-- Records provided --

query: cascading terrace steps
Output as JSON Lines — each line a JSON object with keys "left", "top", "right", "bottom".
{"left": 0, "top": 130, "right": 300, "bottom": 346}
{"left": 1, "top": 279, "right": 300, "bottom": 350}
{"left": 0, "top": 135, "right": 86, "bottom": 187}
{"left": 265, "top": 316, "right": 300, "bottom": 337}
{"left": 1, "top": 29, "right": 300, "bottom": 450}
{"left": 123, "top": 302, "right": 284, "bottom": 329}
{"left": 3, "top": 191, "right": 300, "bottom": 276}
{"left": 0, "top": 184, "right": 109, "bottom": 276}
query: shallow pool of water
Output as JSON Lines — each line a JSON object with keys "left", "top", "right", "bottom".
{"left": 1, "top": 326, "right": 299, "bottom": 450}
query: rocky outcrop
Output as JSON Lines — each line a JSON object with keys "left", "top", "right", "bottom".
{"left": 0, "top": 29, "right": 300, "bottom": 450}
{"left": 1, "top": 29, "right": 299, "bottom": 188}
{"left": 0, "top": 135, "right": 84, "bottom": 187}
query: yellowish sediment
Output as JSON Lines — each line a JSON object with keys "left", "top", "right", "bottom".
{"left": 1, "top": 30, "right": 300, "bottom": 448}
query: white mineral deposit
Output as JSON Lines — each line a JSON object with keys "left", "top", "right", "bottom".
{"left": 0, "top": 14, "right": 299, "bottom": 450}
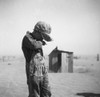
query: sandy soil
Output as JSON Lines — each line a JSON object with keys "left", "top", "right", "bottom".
{"left": 0, "top": 59, "right": 100, "bottom": 97}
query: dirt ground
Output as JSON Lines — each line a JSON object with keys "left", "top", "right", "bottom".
{"left": 0, "top": 60, "right": 100, "bottom": 97}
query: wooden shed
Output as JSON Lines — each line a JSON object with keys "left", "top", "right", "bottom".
{"left": 49, "top": 47, "right": 73, "bottom": 73}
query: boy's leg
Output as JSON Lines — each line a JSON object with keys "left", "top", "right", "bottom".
{"left": 40, "top": 75, "right": 51, "bottom": 97}
{"left": 28, "top": 78, "right": 33, "bottom": 97}
{"left": 29, "top": 76, "right": 41, "bottom": 97}
{"left": 26, "top": 62, "right": 32, "bottom": 97}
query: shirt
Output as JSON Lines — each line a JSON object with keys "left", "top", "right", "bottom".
{"left": 22, "top": 32, "right": 44, "bottom": 63}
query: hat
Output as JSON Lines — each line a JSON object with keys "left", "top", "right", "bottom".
{"left": 34, "top": 21, "right": 52, "bottom": 42}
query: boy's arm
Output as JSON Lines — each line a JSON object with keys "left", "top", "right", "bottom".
{"left": 22, "top": 36, "right": 42, "bottom": 50}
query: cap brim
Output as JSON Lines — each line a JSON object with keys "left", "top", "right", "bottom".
{"left": 41, "top": 32, "right": 52, "bottom": 42}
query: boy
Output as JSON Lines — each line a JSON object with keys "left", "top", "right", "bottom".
{"left": 22, "top": 21, "right": 52, "bottom": 97}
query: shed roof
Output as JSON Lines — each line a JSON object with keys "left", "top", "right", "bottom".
{"left": 49, "top": 47, "right": 73, "bottom": 56}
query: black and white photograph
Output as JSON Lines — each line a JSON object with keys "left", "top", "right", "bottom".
{"left": 0, "top": 0, "right": 100, "bottom": 97}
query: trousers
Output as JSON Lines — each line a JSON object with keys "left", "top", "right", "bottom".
{"left": 26, "top": 62, "right": 51, "bottom": 97}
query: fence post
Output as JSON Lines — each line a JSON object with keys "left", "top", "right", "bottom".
{"left": 97, "top": 54, "right": 99, "bottom": 61}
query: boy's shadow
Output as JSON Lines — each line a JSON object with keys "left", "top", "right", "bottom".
{"left": 76, "top": 92, "right": 100, "bottom": 97}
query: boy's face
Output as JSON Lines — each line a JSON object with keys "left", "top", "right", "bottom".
{"left": 34, "top": 32, "right": 43, "bottom": 41}
{"left": 34, "top": 53, "right": 44, "bottom": 65}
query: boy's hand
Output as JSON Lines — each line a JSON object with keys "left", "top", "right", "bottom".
{"left": 34, "top": 41, "right": 42, "bottom": 49}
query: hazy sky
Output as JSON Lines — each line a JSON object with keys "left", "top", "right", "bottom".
{"left": 0, "top": 0, "right": 100, "bottom": 56}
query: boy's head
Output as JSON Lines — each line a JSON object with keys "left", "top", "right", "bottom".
{"left": 34, "top": 53, "right": 45, "bottom": 65}
{"left": 33, "top": 21, "right": 52, "bottom": 42}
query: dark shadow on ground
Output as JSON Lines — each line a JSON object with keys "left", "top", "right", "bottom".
{"left": 76, "top": 92, "right": 100, "bottom": 97}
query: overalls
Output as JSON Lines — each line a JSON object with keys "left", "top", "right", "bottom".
{"left": 28, "top": 53, "right": 51, "bottom": 97}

-- What is needed --
In full and without changes, repeat the listing above, but not its pictures.

-- Solved problem --
query: cascading terrace steps
Output as JSON Lines — each line a JSON object with keys "left", "top", "right", "bottom".
{"left": 0, "top": 130, "right": 300, "bottom": 346}
{"left": 1, "top": 279, "right": 300, "bottom": 350}
{"left": 0, "top": 135, "right": 86, "bottom": 187}
{"left": 265, "top": 316, "right": 300, "bottom": 337}
{"left": 1, "top": 29, "right": 300, "bottom": 450}
{"left": 123, "top": 302, "right": 284, "bottom": 329}
{"left": 3, "top": 191, "right": 300, "bottom": 276}
{"left": 0, "top": 184, "right": 109, "bottom": 276}
query: shallow pool of water
Output as JSON Lines — each line a JSON object with keys "left", "top", "right", "bottom".
{"left": 1, "top": 326, "right": 299, "bottom": 450}
query: rocky outcrop
Output as JSON Lines — each line a JSON object with keys "left", "top", "right", "bottom".
{"left": 0, "top": 29, "right": 300, "bottom": 450}
{"left": 1, "top": 29, "right": 299, "bottom": 188}
{"left": 0, "top": 135, "right": 84, "bottom": 187}
query: yellowish sediment
Output as JSON Lines — each line a JSON object with keys "left", "top", "right", "bottom".
{"left": 1, "top": 30, "right": 300, "bottom": 448}
query: white mineral deposit
Output as JSON Lines — each line a JSON object with keys "left", "top", "right", "bottom".
{"left": 0, "top": 14, "right": 299, "bottom": 450}
query: sandy soil
Output as JSON Lines — each line a JSON object with keys "left", "top", "right", "bottom".
{"left": 0, "top": 59, "right": 100, "bottom": 97}
query: dirt ground
Output as JSON Lines — each line a JSON object with keys "left", "top", "right", "bottom".
{"left": 0, "top": 60, "right": 100, "bottom": 97}
query: wooden shed
Output as JSON Lines — each line a JSON object with keys "left", "top", "right", "bottom".
{"left": 49, "top": 47, "right": 73, "bottom": 73}
query: boy's leg
Output as JSON Lines — each line a JSON object with keys "left", "top", "right", "bottom".
{"left": 40, "top": 75, "right": 51, "bottom": 97}
{"left": 28, "top": 78, "right": 33, "bottom": 97}
{"left": 29, "top": 76, "right": 41, "bottom": 97}
{"left": 26, "top": 62, "right": 32, "bottom": 97}
query: shirt
Output as JSON Lines — each line a JSON object with keys "left", "top", "right", "bottom".
{"left": 22, "top": 32, "right": 44, "bottom": 63}
query: hat
Output as JSON Lines — each line a JSON object with keys "left", "top", "right", "bottom".
{"left": 34, "top": 21, "right": 52, "bottom": 42}
query: boy's arm
Output as JSON Lines — each line a JSON object with keys "left", "top", "right", "bottom".
{"left": 22, "top": 36, "right": 42, "bottom": 50}
query: cap brim
Output as JSON Lines — each line a JSON object with keys "left", "top", "right", "bottom".
{"left": 41, "top": 32, "right": 52, "bottom": 42}
query: boy
Output as JSON Lines — each line a JSON object with keys "left", "top", "right", "bottom".
{"left": 22, "top": 21, "right": 52, "bottom": 97}
query: shed roof
Output as JSON Lines — each line a JSON object with keys "left", "top", "right", "bottom".
{"left": 49, "top": 47, "right": 73, "bottom": 56}
query: black and white photograph
Output as JSON Lines — each line a JSON object with keys "left", "top", "right", "bottom".
{"left": 0, "top": 0, "right": 100, "bottom": 97}
query: trousers
Output as JSON Lines — each line a JSON object with keys "left", "top", "right", "bottom".
{"left": 26, "top": 62, "right": 51, "bottom": 97}
query: fence post
Output as JSON Lines — each line a JSON object with keys "left", "top", "right", "bottom".
{"left": 97, "top": 54, "right": 99, "bottom": 61}
query: boy's shadow
Output as JSON Lines — each line a JSON object with keys "left", "top", "right", "bottom".
{"left": 76, "top": 92, "right": 100, "bottom": 97}
query: boy's face
Output as JSON Lines — each line a JSON object with keys "left", "top", "right", "bottom".
{"left": 34, "top": 32, "right": 43, "bottom": 41}
{"left": 34, "top": 53, "right": 44, "bottom": 65}
query: boy's hand
Output as JSON Lines — each line a JSON object with keys "left", "top", "right", "bottom".
{"left": 34, "top": 41, "right": 42, "bottom": 49}
query: hazy sky
Output as JSON Lines — each line a JSON object with keys "left", "top", "right", "bottom".
{"left": 0, "top": 0, "right": 100, "bottom": 56}
query: boy's head
Output as JSON Lines — each line a JSON object with keys "left", "top", "right", "bottom".
{"left": 34, "top": 53, "right": 45, "bottom": 65}
{"left": 33, "top": 21, "right": 52, "bottom": 42}
query: dark shadow on ground
Output as JSON Lines — each line a JSON object with keys "left", "top", "right", "bottom".
{"left": 76, "top": 92, "right": 100, "bottom": 97}
query: overalls
Output as JSON Lines — each line a JSON object with keys "left", "top", "right", "bottom".
{"left": 28, "top": 53, "right": 51, "bottom": 97}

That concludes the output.